**Задание 1:**
Перечислите все религиозные праздники, которые названы в отрывке о советской повседневности.
**Задание 2:**
Переведите на английский язык предложение из отрывка о советской повседневности: «Новогоднюю елку для детей в декабре 1923 года организовали даже в имении «Горки», где тогда находился безнадежно больной В.И. Ленин.»

**Отрывок со страницы:**
════════════════════

Читаем Cоветская повседневность: нормы и аномалии от военного коммунизма к большому стилю полностью

Городские идеологические структуры, в первую очередь обкомы ВКП(б) и ВЛКСМ, летом 1929 года развернули кампанию, главной идеей которой была замена праздника Преображения 6 августа на праздник Первого дня индустриализации. В этот день рабочим предлагалось выйти на работу, что носило форму антирелигиозного протеста546. В 1929–1930 годах возобновились карнавалы и красочные шествия с антиклерикальной направленностью, нацеленные на отвлечение населения от посещения церквей в дни крупных религиозных праздников. Сохранилась информация о молодежном карнавале в Ленинграде зимой 1929 года в клубе завода «Электросила». Праздник, как предполагалось, должен был носить атеистическую направленность. Действительно, среди собравшихся встречались юноши в импровизированных одеждах священнослужителей. Однако после «безбожного» бала-маскарада многие с удовольствием отметили Рождество в семье547. В 1930 году массовое шумное торжество, как зафиксировано в документах бюро ВЛКСМ «Красного путиловца», с целью «отвлечь часть несознательной молодежи от походов в церковь на Пасху», прошло на этом крупнейшем ленинградском заводе548. Однако эффективность подобных антирелигиозных мероприятий, как и в начале 1920-х годов, была невелика. Значительно более действенным с точки зрения инверсии нормы – почитания церковных праздников – в патологию оказался общий слом ритма повседневной жизни, начавшийся в 1929 году в связи с реформой рабочей недели. По постановлению СНК СССР от 24 сентября 1929 года «О рабочем времени и времени отдыха в предприятиях и учреждениях, переходящих на непрерывную производственную неделю» вся страна в связи с принятым правительственным курсом на форсированную индустриализацию перешла на непрерывную пятидневку: пять дней рабочих, шестой – свободный. При этом дни отдыха не совпадали у разных организаций549. При увеличении выходных сократилось число праздничных дней. Религиозные же праздники исчезли из календаря вообще. Е.А. Скрябина вспоминала: «Собираться вместе стало еще труднее. Обязательно кому-нибудь на другой день приходилось работать. Наши встречи свелись к государственным дням отдыха 1 мая, 7 ноября, Новый год550. О Рождестве уже никто не говорил…»551

На рубеже 1920–1930-х годов развернулись гонения и на праздник Нового года. В эпоху нэпа с характерным для него плюрализмом власти относились к этому празднику достаточно спокойно, отделяя его от Рождества, несмотря на наличие единого знакового признака обоих праздников – елки. Новогоднюю елку для детей в декабре 1923 года организовали даже в имении «Горки», где тогда находился безнадежно больной В.И. Ленин. Ситуация изменилась в конце 1920-х годов. В январе 1929 года ЦК ВКП(б) обратился ко всем членам партии с письмом «О мерах по усилению антирелигиозной работы». Идеологические структуры развернули мощную критику церковных обычаев, к числу которых относилась и традиция празднования Рождества. Под запретом оказалась и елка. В газетах и журналах, прежде всего рассчитанных на детей, с 1930 года стали систематически печатать антирелигиозные, а по сути дела, антиелочные произведения. В 1931 году ленинградский детский журнал «Чиж» опубликовал стихотворение «Не позволим», где были такие строки:

Только тот, кто друг попов,Елку праздновать готов552.

════════════════════

(Данные для указания точек на областях)
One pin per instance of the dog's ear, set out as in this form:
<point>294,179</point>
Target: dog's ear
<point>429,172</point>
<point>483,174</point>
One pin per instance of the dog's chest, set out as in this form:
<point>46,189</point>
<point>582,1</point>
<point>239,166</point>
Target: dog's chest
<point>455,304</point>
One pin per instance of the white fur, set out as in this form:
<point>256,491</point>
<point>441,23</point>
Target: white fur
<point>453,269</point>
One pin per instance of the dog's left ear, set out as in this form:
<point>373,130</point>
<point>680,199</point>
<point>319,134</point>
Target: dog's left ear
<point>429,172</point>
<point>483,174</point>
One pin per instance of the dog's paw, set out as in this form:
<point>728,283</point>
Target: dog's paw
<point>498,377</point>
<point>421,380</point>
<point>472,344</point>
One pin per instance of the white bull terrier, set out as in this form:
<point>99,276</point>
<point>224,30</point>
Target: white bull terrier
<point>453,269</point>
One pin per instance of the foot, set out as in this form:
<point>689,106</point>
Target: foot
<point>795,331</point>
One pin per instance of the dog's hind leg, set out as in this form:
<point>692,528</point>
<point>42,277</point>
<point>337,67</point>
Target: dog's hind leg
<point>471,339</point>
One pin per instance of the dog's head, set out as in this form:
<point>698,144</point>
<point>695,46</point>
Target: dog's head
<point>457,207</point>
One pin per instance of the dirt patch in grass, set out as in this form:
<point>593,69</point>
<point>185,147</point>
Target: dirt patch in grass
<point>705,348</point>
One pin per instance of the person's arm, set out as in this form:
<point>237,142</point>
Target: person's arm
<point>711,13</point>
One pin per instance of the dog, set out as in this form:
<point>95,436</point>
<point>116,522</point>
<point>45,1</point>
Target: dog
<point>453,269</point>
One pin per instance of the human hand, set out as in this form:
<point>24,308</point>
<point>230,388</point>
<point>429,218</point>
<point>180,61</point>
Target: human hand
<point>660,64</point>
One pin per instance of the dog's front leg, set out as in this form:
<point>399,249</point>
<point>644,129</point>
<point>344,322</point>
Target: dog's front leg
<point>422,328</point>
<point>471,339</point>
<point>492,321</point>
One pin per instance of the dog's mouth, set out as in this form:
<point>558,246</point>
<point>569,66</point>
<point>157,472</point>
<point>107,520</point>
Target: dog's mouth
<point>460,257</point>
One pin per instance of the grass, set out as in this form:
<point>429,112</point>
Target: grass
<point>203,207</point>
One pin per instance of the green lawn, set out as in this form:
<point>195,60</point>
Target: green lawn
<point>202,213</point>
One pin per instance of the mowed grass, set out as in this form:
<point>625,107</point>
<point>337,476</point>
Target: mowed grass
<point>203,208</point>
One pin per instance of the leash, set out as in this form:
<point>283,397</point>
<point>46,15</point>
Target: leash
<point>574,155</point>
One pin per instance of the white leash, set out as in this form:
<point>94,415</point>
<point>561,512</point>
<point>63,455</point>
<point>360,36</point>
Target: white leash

════════════════════

**Ожидаемый ответ 1:**
Преображение, Рождество, Пасха.

**Ожидаемый ответ 2:**
In December 1923, a New Year's tree for children was set up even at the Gorki estate, where the hopelessly ill V.I. Lenin was staying at the time.